### DOCUMENT SECTION
********
Friendship evaporates between shoplifting and shortchanging
DEAR ABBY: I had a friend I adored. She was someone I had known for over 20 years, but I had to say goodbye to her. I realized she is a shoplifter and also doesn't tip at restaurants.
When she shoplifted, I was with her. I had no idea she was doing it until we got back to the car and one of the items fell out of her bag. I was appalled. I told her to never do it again when we were together, and I have tried not to shop with her since. I realized she wasn't leaving tips when her receipt blew away with a gust of wind. She was in the restroom when I picked it up and saw there was no tip for the server, who was working very hard.
I told her I didn't feel comfortable going places with her under these circumstances, especially with how things have changed during COVID. The last straw was when I caught her trying to sneak into a musical event. There are musicians in my family, and I know how they and others have struggled during these hard times.
She has more than enough money to cover these costs. I don't understand why she does it. The problem is I feel guilty. Should I reach out and suggest we do things that don't involve music, restaurants or shopping? Maybe we can just go for walks and talk? I miss her friendship.
— TAKEN ABACK IN CALIFORNIA
DEAR TAKEN ABACK: I don't advise it. The woman you "miss" — I hesitate to refer to her as your "friend" — is selfish, stingy, dishonest, self-centered and lacks compassion for others. You need her in your life like a moose needs a hat rack. Find walking companions who are caring, generous and honest with whom to "get your steps in."
********
(Natural-language descriptions of regions)
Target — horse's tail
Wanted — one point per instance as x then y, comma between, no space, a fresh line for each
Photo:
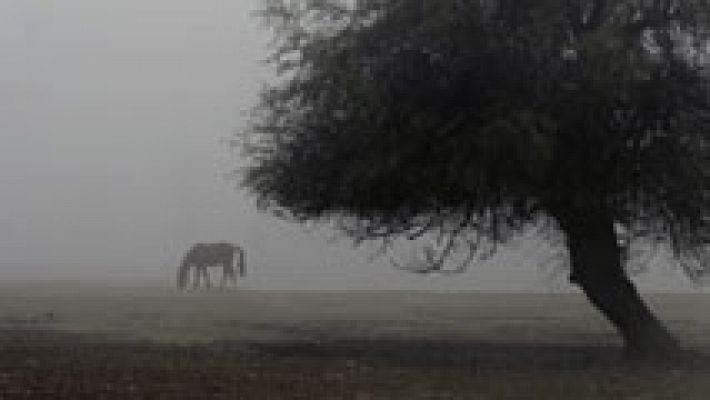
183,273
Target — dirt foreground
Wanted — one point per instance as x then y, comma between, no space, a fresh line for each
39,364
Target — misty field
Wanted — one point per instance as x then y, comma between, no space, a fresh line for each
96,341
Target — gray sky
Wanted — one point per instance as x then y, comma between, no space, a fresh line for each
111,164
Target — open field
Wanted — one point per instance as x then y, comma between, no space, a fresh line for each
67,341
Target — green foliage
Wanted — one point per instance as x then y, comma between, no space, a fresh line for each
481,116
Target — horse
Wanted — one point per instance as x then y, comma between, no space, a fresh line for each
203,255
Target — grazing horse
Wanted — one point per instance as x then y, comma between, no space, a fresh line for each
204,255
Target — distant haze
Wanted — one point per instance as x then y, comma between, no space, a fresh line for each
113,116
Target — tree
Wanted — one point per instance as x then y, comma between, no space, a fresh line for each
481,119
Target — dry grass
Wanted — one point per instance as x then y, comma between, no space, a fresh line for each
120,343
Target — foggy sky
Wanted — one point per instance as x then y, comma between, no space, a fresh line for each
112,120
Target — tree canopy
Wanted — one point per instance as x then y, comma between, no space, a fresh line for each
481,118
396,117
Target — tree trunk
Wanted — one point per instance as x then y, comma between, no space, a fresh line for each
596,267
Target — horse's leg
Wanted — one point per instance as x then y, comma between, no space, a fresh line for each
225,271
196,282
207,278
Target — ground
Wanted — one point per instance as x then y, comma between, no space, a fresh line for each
121,343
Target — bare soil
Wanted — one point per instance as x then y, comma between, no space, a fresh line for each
43,364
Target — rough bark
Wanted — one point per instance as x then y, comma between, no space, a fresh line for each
598,270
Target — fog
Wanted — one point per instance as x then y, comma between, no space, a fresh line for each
113,120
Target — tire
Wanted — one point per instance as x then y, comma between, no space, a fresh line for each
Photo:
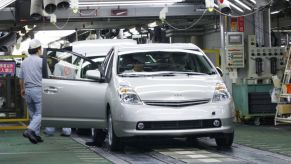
114,142
99,137
224,140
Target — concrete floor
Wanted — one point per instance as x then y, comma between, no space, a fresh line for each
15,149
276,139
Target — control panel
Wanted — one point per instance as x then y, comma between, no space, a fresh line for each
264,62
235,57
252,41
235,54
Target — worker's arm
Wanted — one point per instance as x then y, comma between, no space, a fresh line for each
22,89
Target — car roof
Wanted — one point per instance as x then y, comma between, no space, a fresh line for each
158,46
99,47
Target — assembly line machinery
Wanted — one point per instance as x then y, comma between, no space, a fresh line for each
251,72
13,113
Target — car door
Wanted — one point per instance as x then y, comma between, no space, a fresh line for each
67,100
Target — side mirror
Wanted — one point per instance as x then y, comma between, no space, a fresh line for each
93,74
219,71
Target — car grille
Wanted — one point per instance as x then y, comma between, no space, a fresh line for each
175,125
177,103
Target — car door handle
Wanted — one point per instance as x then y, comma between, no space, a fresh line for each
50,90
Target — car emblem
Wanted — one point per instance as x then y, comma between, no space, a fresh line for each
178,95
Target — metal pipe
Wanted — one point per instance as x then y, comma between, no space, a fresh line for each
********
### WHAT TO WORK ON
1. Answer these questions about the advice column on the shoplifting friend:
(a) How long had the letter writer known the friend?
(b) How did the letter writer find out the friend wasn't tipping?
(c) What did the letter writer call the last straw?
2. Resume the advice column on the shoplifting friend after its last sentence.
The records come from a separate source.

### WRITTEN ANSWERS
1.
(a) Over 20 years.
(b) The friend's receipt blew away in a gust of wind, and the letter writer picked it up and saw there was no tip for the server.
(c) Catching the friend trying to sneak into a musical event.

2.
DEAR ABBY: My younger brother is in his 60s. As a child, he was very active and athletic. Decades later, he is seriously overweight and having trouble with his knees, plus numerous other physical problems. He's addicted to painkillers and takes many other drugs. Over the last 10 years, he has had disagreements with at least 10 people and written mean and spiteful texts. Because of it, he has lost many friends and even his doctor.
He didn't communicate with me unless he wanted my opinion about something he had done or said. If I disagreed, he sent me hateful, upsetting texts as well. Last year, he asked my opinion about something, and when I disagreed with him, he blasted me again. He also doesn't like my husband or stepdaughter and mentioned them in his text. I finally decided I had had enough and quit engaging him. Am I overreacting?
— SECOND THOUGHTS IN GEORGIA
DEAR SECOND THOUGHTS: I don't think so. Because you want to avoid the pain of interacting with your dysfunctional sibling, your solution is both logical and appropriate. Please do not second-guess or punish yourself for protecting yourself.